# PROBLEM DESCRIPTION
Omit the images, then output each of the records below exactly.

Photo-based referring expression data

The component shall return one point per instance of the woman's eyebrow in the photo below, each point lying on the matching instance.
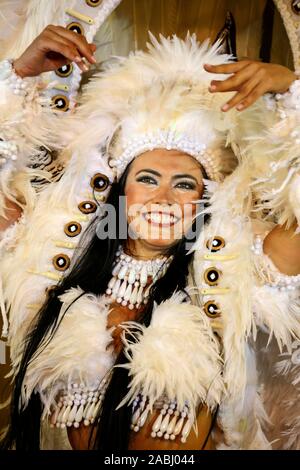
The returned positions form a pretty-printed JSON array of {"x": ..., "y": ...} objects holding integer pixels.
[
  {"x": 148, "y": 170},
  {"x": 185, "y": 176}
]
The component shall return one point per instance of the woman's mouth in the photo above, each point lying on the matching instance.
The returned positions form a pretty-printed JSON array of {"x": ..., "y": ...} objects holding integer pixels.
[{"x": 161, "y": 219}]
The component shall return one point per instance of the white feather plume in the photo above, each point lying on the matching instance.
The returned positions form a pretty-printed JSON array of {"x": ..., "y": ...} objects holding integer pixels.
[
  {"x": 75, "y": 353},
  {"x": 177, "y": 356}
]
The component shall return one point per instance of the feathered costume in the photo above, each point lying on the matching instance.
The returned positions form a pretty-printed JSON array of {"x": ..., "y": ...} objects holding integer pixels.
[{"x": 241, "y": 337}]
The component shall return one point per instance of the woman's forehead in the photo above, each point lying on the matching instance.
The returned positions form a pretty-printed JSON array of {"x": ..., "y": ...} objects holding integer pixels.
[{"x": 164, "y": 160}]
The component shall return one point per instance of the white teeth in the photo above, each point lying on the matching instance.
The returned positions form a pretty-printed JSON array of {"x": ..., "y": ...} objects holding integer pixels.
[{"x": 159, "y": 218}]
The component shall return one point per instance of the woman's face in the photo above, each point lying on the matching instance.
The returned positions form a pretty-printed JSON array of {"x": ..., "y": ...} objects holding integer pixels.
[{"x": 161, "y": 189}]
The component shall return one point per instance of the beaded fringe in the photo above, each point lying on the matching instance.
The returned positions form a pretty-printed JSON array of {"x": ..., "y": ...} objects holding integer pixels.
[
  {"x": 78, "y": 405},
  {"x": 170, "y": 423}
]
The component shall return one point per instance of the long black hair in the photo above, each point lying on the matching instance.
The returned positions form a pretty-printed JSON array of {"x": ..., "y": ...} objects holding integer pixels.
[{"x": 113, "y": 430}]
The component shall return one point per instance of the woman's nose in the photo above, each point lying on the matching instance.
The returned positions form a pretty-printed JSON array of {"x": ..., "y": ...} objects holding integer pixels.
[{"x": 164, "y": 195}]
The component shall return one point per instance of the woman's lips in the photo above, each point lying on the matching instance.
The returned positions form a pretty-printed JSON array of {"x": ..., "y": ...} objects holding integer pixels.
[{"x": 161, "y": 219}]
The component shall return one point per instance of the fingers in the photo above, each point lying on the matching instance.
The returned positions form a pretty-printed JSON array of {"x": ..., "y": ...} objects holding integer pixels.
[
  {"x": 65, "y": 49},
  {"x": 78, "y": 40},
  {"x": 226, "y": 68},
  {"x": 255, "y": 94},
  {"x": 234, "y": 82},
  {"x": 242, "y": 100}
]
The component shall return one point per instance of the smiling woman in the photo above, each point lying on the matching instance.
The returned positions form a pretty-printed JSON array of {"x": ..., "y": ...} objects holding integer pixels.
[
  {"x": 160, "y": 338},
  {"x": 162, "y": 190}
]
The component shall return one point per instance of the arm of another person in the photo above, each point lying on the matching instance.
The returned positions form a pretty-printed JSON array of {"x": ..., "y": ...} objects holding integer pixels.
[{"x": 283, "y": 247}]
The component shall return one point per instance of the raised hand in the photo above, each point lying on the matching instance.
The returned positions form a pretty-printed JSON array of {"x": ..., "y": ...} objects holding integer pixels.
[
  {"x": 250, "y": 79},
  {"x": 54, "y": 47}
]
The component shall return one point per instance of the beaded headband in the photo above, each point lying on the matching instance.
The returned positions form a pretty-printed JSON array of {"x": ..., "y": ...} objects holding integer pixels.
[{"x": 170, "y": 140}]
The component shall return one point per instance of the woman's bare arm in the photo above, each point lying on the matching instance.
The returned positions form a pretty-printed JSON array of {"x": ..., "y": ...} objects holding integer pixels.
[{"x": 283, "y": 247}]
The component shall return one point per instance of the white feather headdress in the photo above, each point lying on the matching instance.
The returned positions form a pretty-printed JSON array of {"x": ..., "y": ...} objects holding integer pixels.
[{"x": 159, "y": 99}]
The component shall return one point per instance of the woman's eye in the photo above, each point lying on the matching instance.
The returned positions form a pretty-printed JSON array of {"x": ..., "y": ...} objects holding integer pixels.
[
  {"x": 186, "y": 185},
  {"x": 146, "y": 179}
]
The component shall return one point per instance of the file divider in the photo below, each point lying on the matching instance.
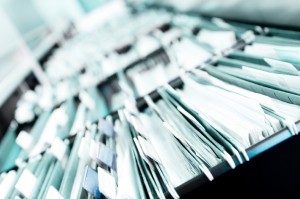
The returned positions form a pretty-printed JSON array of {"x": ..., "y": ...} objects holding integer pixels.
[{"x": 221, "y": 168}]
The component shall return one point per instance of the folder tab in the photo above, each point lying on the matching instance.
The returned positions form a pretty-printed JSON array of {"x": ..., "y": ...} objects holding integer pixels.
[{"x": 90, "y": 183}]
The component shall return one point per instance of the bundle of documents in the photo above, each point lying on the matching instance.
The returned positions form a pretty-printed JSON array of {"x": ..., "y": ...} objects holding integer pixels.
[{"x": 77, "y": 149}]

# YOUR SOLUTION
The component shall return one point per instance of the woman's eyebrow in the photo below, each point lying on the matching instance.
The returned positions form a pretty-printed JSON array of {"x": ..., "y": ...} objects holding integer pixels.
[
  {"x": 148, "y": 170},
  {"x": 185, "y": 176}
]
The component shall return one point per instance of the woman's mouth in the photo above, each point lying on the matching instance.
The returned positions form a pretty-printed JSON array of {"x": ..., "y": ...} objects holding integer pixels.
[{"x": 161, "y": 219}]
The component shall return one point per instance of the white feather plume in the photo above, each point lying on the matching instance.
The returned positions form a pretty-printed JSON array of {"x": ..., "y": ...} objects holding integer pixels.
[
  {"x": 75, "y": 353},
  {"x": 177, "y": 356}
]
The component shall return one point per instance of the feathered costume in the photo above, each point lying on the matching instance.
The returned positions form a pretty-printed JSON array of {"x": ..., "y": ...} objects holding integer pixels.
[{"x": 241, "y": 337}]
The component shall return one point per instance of the woman's forehead in the photo above, each point lying on the matching instance.
The returned positions form a pretty-printed JSON array of {"x": ..., "y": ...} objects holding integer pixels.
[{"x": 164, "y": 160}]
The component shall return one point per instance of the white teeth in the photo above, each point lying on the matching instance.
The returned positions form a pretty-printed JSON array of {"x": ..., "y": ...} objects holding integer pixels.
[{"x": 159, "y": 218}]
The component shall return one point per instance of the woman's face in the photo above, each point lying on the matching instance.
The returned positions form a pretty-printed JSON array of {"x": ..., "y": ...} objects holding integer pixels.
[{"x": 161, "y": 189}]
The component shall return one point per instance of the beaded fringe in the photo above, each point lying on the matching instance.
The returned positions form a pretty-printed JSON array of {"x": ..., "y": ...} objects holding integer pixels.
[
  {"x": 78, "y": 405},
  {"x": 170, "y": 423}
]
The component shall return one point per instance of the long black hair in the photo above, each point lying on the matching instance.
The returned positions form a pretty-printed JSON array of {"x": ..., "y": ...} objects holding integer pixels.
[{"x": 113, "y": 430}]
The component shall return one point per instance of the woman's nose in the photo above, each point lying on the matching instance.
The returned positions form a pretty-printed JSON array of {"x": ..., "y": ...} objects holding integer pixels.
[{"x": 164, "y": 195}]
The component shall return one point per instance of the woman's lips in the photo above, each point lying on the matching instance.
The returned positions form a pretty-printed JSON array of {"x": ..., "y": ...} objects holding integer pixels.
[{"x": 161, "y": 219}]
The component shall return one point per instance of the fingers in the photo above, each point lying on the matching instance.
The returned positions form a pretty-printed JSON array of {"x": ..., "y": ...} objects holding integer pixels.
[
  {"x": 65, "y": 49},
  {"x": 78, "y": 40},
  {"x": 226, "y": 68},
  {"x": 255, "y": 94},
  {"x": 234, "y": 82},
  {"x": 242, "y": 100}
]
The component shall return one point per instance of the smiling woman in the photo above, each point lying on the matching instance.
The returned positions form a pretty-printed JSON array of {"x": ..., "y": ...} objects holding integer pixels.
[
  {"x": 160, "y": 338},
  {"x": 162, "y": 190}
]
The component shall return one point per instance of the arm of another person in the photo above, each point lying on the matching instance.
The returned positions form a pretty-printed JSON array of {"x": ..., "y": ...} objects holding integer pixels.
[{"x": 283, "y": 247}]
The component shall return one point per instance of the raised hand in the photo above, each point lying on the matching instance.
The returned positions form a pretty-printed JSON array of {"x": ..., "y": ...} objects holding integer pixels.
[
  {"x": 250, "y": 79},
  {"x": 54, "y": 47}
]
The component shall return one point per instance of the beaded headband in the photo above, each point lying on the matching instance.
The returned positions form a pretty-printed JSON array of {"x": ..., "y": ...} objects holding integer pixels.
[{"x": 170, "y": 140}]
The component shall return one point per instance of the woman's bare arm in the photo above, each point lying on the matching instance.
The returned positions form a pretty-printed JSON array of {"x": ..., "y": ...} objects holding integer pixels.
[{"x": 283, "y": 247}]
The component shall return one point per instance of the white feather headdress in the photo above, each point lying on the matching instance.
The returned positions form a pretty-printed JSON array of {"x": ..., "y": ...} objects holding integer pixels.
[{"x": 159, "y": 99}]
The component shall return one point per instance of the woman's eye in the photo above, each point lying on the matching instance.
The returned positions form a pretty-printed JSON array of {"x": ..., "y": ...} objects holding integer pixels.
[
  {"x": 186, "y": 185},
  {"x": 146, "y": 179}
]
The component shall return one point per instance of the file divider in the photo below, each point lying on the matching instance.
The returned positions form a pretty-printed JSON array of {"x": ..., "y": ...} objects holding integer pixels.
[{"x": 221, "y": 168}]
The component shall return one point per instance of the folder tab in the photo above, each point lying on the matching instance.
The returned positions form a pretty-printed JSON array of {"x": ..., "y": ...} objects holding integer pixels.
[{"x": 90, "y": 183}]
The component shall return one point per instance of the bundle of documents in the photo above, each point lying on the matching instance.
The returned positions form a pretty-printed JSON array of {"x": ..., "y": ...} objects holding integer pixels.
[{"x": 77, "y": 149}]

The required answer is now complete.